- [DIRECTIONS]:
Would you please copy each line below that includes the string "head"?

(Region pointing data)
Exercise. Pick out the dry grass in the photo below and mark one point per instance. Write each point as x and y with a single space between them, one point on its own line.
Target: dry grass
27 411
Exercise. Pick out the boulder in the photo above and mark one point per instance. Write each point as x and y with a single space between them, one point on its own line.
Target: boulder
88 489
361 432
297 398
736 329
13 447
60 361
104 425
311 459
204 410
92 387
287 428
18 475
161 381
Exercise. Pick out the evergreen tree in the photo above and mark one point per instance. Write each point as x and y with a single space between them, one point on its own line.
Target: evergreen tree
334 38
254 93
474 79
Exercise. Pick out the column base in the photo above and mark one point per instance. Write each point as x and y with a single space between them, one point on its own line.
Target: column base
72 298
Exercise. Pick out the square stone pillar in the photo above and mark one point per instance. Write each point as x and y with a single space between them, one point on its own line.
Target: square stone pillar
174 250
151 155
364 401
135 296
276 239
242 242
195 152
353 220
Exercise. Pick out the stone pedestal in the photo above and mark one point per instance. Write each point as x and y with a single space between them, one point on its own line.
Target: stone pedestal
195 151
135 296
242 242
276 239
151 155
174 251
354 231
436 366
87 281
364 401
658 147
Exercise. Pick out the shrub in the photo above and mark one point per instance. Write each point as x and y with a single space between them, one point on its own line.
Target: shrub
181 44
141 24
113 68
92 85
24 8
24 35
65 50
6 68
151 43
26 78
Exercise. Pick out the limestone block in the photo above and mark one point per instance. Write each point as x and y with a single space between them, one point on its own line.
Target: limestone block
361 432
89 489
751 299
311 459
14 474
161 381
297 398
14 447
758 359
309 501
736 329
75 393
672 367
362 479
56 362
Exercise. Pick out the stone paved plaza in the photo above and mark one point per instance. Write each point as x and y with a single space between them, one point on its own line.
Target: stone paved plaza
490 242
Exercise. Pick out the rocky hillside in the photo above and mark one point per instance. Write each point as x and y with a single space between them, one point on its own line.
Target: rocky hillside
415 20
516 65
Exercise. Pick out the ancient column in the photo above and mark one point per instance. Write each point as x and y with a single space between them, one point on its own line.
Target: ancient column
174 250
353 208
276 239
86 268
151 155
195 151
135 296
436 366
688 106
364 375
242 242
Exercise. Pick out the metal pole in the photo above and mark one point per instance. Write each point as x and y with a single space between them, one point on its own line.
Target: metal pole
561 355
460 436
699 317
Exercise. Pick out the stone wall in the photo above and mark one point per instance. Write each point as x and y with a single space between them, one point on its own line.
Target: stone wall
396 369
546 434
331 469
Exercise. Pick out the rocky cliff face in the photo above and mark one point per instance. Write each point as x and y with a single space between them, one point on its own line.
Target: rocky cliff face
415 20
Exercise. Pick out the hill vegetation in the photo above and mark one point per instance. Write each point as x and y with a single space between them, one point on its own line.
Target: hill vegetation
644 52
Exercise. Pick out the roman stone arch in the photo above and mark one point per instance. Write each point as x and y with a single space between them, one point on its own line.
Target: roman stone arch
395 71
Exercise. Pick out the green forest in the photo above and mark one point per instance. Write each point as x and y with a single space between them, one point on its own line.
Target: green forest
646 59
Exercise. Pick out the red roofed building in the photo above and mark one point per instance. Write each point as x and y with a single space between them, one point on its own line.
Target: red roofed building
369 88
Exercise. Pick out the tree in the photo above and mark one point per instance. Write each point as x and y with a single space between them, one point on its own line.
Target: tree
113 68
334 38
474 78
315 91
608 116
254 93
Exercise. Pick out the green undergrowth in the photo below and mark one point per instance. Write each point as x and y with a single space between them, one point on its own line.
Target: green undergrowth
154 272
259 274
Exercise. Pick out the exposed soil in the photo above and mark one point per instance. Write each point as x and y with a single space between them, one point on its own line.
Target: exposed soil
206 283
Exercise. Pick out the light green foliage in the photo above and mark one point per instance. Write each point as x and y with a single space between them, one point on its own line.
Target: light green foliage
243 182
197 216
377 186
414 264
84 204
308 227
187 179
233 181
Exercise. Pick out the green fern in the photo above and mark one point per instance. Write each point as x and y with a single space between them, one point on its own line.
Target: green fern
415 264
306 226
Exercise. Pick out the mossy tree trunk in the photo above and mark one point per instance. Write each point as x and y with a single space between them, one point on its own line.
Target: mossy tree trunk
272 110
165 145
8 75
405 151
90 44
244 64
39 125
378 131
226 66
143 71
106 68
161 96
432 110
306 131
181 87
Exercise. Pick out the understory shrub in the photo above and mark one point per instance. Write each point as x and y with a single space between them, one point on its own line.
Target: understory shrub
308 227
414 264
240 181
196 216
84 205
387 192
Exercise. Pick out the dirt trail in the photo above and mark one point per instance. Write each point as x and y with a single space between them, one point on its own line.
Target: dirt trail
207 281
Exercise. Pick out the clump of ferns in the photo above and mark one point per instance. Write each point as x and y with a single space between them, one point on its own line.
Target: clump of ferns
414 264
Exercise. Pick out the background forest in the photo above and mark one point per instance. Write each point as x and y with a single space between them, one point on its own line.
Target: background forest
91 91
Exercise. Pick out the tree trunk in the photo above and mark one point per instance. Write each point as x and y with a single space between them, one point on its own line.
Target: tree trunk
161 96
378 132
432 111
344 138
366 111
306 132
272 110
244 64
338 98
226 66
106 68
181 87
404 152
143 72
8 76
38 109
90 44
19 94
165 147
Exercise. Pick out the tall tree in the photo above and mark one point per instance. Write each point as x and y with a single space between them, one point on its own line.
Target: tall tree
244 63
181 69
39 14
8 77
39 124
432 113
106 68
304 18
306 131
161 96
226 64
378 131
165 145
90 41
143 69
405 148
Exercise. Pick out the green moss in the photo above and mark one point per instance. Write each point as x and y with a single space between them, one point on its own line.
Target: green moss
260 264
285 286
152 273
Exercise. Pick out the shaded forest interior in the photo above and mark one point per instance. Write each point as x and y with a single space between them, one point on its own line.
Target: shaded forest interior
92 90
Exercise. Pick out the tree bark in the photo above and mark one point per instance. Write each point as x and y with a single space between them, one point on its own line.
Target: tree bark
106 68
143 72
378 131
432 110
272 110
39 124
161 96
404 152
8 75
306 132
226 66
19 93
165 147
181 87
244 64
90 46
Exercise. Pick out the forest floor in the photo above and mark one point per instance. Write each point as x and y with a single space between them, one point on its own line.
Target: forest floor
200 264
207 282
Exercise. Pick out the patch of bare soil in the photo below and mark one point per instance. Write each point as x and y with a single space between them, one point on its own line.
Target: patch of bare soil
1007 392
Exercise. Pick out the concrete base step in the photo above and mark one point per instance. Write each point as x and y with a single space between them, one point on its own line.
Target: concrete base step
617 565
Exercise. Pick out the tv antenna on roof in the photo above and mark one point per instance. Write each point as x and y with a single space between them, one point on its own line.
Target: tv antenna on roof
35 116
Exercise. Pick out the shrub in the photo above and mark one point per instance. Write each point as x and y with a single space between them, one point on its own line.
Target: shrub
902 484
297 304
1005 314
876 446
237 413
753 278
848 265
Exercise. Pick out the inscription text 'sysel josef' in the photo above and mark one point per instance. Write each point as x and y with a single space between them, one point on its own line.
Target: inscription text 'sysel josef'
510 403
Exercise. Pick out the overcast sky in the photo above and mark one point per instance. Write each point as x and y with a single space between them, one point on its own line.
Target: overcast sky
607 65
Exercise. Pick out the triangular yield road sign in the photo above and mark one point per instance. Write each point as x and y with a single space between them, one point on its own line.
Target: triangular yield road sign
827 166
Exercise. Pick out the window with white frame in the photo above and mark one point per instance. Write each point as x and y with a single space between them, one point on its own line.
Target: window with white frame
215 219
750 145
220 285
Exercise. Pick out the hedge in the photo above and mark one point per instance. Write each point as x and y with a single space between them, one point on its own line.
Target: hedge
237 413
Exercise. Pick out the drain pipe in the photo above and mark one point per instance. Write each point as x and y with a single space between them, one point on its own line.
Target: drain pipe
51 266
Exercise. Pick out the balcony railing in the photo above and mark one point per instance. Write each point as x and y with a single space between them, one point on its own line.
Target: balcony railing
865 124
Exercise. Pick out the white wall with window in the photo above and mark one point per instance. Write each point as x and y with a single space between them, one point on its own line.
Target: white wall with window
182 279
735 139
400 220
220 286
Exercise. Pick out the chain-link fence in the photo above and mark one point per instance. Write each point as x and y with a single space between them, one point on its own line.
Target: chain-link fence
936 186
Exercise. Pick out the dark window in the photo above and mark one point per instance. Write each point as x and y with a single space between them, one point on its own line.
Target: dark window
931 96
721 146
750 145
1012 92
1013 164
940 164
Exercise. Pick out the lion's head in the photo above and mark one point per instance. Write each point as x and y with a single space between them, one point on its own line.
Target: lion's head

- [TASK RESPONSE]:
Exercise. Pick out the lion's head in the photo above and mark one point per instance. Write each point as x and y with a single space between them, one point on its own line.
Target: lion's head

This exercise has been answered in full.